**WORK TO COMPLETE:** Copy the data below word for word, starting at its first line and ending with the line that contains "[(290, 25), (225, 79)]". Include both of those lines.

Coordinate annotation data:
╭──

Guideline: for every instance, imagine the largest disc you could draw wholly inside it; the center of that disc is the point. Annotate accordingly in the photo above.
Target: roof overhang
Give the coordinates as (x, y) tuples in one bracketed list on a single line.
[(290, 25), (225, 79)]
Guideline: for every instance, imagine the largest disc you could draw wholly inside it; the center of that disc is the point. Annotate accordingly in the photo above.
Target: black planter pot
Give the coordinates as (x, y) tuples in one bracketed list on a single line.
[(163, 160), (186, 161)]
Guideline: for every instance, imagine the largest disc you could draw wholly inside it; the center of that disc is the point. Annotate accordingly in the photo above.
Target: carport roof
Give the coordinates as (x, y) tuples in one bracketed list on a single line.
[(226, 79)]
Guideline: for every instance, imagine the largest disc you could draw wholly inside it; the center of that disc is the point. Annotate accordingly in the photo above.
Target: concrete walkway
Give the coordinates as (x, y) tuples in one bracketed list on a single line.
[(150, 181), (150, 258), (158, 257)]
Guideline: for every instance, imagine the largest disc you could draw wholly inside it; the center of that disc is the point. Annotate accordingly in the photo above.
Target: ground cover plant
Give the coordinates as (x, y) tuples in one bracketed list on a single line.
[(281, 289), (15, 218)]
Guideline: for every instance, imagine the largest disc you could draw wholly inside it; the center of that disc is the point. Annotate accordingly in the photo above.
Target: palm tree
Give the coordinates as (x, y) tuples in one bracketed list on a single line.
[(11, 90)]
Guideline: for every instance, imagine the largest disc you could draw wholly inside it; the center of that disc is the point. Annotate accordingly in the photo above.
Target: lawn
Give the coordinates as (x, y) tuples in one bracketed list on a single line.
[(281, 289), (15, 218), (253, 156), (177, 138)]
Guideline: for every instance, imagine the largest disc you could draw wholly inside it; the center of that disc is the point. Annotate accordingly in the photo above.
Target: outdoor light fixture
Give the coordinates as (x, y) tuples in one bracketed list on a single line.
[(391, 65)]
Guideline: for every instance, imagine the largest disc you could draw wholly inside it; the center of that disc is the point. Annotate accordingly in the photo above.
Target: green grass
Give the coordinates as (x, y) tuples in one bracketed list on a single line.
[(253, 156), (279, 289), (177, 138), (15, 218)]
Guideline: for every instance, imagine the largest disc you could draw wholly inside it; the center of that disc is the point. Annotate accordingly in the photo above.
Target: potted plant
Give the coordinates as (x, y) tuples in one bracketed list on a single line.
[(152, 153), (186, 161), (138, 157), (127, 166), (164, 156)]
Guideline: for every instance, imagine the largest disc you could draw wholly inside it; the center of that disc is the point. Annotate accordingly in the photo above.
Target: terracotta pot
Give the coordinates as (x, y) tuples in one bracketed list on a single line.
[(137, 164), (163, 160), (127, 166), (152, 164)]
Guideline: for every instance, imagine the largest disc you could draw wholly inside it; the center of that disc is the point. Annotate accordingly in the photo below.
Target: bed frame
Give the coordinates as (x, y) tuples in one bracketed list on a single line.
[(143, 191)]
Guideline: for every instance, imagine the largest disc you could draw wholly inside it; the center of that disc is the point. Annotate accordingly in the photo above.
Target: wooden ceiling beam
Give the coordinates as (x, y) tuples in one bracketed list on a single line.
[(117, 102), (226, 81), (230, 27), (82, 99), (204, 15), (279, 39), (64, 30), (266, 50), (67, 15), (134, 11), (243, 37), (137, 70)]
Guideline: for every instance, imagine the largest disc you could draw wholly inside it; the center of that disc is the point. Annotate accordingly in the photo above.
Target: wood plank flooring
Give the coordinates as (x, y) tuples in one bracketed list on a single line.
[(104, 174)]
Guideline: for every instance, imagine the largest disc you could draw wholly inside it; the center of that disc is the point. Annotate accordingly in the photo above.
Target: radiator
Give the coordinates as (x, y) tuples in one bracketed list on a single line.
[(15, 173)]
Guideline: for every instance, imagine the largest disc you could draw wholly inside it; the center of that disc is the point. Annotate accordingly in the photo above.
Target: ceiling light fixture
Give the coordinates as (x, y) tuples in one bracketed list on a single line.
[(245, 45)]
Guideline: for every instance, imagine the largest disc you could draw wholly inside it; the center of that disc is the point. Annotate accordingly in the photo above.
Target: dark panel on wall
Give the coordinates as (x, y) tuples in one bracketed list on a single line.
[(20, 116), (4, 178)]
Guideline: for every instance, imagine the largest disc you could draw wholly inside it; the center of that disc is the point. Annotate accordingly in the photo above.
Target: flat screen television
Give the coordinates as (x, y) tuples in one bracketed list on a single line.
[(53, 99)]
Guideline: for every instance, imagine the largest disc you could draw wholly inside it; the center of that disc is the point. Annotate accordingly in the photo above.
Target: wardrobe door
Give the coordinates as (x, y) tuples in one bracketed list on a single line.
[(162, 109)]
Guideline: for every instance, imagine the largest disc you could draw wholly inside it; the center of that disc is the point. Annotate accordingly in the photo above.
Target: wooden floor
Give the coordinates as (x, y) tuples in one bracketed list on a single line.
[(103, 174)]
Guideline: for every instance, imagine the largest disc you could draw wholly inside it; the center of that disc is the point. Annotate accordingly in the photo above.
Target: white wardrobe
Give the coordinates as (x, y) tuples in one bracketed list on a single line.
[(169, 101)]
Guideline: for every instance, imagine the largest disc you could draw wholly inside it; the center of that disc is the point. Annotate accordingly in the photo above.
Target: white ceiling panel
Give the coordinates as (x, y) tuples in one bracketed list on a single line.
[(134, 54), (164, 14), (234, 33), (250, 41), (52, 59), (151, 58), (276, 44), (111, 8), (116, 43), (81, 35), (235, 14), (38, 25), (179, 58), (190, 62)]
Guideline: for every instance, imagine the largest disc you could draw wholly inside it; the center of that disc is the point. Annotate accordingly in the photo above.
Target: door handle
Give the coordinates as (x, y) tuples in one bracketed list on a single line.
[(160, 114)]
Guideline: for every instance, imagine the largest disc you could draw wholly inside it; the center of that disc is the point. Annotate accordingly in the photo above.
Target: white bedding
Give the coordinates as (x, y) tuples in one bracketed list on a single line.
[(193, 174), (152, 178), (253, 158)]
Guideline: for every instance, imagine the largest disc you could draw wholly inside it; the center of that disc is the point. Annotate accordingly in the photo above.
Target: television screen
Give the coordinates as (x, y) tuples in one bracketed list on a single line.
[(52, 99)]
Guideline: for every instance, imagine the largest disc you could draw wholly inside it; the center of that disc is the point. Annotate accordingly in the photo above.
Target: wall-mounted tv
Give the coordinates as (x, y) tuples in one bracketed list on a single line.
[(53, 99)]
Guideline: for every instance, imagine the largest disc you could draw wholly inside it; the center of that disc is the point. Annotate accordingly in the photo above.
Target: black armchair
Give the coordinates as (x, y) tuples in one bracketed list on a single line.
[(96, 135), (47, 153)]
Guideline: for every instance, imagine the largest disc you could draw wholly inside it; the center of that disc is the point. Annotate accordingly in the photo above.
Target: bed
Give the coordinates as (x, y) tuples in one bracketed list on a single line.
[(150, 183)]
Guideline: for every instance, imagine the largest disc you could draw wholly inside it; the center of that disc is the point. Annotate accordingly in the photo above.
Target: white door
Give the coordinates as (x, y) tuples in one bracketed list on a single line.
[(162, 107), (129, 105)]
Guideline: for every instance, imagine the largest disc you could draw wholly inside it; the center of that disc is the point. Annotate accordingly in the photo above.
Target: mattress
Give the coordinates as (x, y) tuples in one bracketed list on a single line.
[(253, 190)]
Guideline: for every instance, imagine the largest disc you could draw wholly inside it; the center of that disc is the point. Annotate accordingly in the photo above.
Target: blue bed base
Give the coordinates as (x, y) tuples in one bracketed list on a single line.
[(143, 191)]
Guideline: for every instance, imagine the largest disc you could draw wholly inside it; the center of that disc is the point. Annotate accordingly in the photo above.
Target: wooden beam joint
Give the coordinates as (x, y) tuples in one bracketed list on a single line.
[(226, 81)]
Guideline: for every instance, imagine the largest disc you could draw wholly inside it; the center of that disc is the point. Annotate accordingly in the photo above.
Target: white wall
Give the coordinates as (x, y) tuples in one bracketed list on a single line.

╰──

**RESULT FOR THIS EXERCISE:**
Guideline: for every instance, imagine the largest disc you could draw wholly inside it; the center of that disc is the point. Annotate accordingly in the photo above.
Target: roof overhang
Give the coordinates as (x, y) tuples in one bracketed list on a single line.
[(290, 25), (225, 79)]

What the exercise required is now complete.